DOCUMENT PASSAGE:
** start **

- Directed by: Mario Amendola
- Written by: Mario Amendola Antonio Roman
- Starring: Yvonne Bastien Eduardo Fajardo
- Cinematography: José F. Aguayo
- Edited by: Luciano Cavalieri
- Music by: Lallo Gori
- Release date: 1 December 1966;

= Trap for Seven Spies =

1967 film

 Trap for Seven Spies (Trappola per sette spie, Siete espías en la trampa) is a 1966 Italian-Spanish international co-production spy film written and directed by Mario Amendola and starring Yvonne Bastien, Eduardo Fajardo and Carlo Giuffrè. It has been described as a Eurospy variation of The Most Dangerous Game.

** end **

LISTED RECORDS:

** start **

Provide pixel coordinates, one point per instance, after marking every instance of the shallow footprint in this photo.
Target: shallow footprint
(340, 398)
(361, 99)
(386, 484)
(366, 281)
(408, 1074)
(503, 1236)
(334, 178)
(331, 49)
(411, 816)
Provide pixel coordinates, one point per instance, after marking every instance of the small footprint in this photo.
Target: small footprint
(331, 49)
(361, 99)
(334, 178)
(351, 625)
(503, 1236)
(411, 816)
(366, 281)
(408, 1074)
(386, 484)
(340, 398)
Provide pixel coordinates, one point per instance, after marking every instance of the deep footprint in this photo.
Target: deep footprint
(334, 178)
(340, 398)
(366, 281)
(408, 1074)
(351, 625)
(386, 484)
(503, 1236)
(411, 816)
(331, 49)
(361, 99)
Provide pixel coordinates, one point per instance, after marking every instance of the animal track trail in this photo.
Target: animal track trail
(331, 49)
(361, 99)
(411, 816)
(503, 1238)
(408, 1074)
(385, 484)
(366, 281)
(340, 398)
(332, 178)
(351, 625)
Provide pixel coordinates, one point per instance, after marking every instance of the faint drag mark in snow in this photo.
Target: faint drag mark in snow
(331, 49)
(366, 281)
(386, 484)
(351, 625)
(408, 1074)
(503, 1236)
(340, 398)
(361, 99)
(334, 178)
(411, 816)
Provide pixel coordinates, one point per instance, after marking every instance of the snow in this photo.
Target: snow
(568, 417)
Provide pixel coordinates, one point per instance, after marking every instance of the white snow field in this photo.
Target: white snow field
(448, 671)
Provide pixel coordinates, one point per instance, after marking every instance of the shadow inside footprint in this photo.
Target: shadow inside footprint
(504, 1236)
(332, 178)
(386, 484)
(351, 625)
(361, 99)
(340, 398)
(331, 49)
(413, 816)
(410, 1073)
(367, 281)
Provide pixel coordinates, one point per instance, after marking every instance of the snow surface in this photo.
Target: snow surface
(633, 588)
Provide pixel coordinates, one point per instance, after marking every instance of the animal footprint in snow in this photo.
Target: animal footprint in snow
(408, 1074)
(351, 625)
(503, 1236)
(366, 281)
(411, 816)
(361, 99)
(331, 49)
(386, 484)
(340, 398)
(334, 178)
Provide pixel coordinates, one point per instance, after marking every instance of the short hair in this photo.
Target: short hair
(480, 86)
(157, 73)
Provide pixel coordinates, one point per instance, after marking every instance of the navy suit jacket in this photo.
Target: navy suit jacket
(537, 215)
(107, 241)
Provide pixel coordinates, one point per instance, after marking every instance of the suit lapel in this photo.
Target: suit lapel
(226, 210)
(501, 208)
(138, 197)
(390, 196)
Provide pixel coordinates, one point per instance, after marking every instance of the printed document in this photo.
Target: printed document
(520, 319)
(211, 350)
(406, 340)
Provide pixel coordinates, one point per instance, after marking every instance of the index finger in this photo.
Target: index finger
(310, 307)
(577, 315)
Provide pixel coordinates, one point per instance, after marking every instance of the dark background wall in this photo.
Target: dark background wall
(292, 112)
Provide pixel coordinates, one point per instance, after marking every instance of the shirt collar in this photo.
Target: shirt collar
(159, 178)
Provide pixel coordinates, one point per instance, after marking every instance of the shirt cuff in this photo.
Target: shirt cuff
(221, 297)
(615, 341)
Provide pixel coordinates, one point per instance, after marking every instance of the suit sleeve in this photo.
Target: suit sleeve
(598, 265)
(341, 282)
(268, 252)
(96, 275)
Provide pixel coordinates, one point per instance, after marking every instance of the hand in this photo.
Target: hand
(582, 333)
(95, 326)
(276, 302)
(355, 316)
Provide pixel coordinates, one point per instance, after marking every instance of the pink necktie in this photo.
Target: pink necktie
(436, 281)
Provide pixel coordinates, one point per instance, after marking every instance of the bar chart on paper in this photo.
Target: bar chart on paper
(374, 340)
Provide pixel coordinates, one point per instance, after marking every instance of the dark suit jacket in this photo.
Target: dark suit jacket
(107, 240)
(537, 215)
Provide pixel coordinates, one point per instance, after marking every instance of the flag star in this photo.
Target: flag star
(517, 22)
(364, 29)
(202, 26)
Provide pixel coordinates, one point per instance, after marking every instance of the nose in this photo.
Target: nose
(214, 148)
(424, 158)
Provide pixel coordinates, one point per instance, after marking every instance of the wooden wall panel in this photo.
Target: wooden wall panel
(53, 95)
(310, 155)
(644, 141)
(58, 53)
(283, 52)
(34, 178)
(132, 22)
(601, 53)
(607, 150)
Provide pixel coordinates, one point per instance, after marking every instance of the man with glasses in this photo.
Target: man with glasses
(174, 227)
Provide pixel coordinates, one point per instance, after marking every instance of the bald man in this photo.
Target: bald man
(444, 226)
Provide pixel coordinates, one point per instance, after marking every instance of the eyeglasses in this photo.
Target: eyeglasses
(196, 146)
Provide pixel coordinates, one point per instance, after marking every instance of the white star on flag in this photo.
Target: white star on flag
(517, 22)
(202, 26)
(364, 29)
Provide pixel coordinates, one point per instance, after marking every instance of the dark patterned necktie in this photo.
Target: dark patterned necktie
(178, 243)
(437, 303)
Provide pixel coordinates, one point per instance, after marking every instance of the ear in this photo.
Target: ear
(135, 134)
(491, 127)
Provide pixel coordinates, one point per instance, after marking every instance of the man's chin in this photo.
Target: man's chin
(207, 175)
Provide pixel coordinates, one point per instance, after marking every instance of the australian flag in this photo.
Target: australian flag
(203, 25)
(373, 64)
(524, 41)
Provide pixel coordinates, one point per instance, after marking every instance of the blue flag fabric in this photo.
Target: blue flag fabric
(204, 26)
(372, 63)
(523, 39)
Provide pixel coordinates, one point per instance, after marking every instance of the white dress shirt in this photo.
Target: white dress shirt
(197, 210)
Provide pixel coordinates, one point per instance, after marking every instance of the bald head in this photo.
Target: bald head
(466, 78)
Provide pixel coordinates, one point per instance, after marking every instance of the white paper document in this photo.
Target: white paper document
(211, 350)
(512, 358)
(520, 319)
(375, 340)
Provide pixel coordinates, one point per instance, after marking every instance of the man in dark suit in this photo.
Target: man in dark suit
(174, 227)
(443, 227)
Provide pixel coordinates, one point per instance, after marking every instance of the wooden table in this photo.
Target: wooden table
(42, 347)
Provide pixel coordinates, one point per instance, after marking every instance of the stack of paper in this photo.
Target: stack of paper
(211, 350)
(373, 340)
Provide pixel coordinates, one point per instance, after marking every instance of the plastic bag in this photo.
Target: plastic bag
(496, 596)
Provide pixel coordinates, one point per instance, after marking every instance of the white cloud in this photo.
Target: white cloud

** end **

REQUIRED TASK:
Carry on the Trap for Seven Spies article from its final sentence.

RESPONSE TO THIS TASK:
==Plot==
After the end of World War II former SS Colonel Von Rittenau resides in a French castle with a group of New Nazis. Von Rittenau captures seven former Allied secret agents after he discovers their names in an old Gestapo archive and now wants his revenge on them.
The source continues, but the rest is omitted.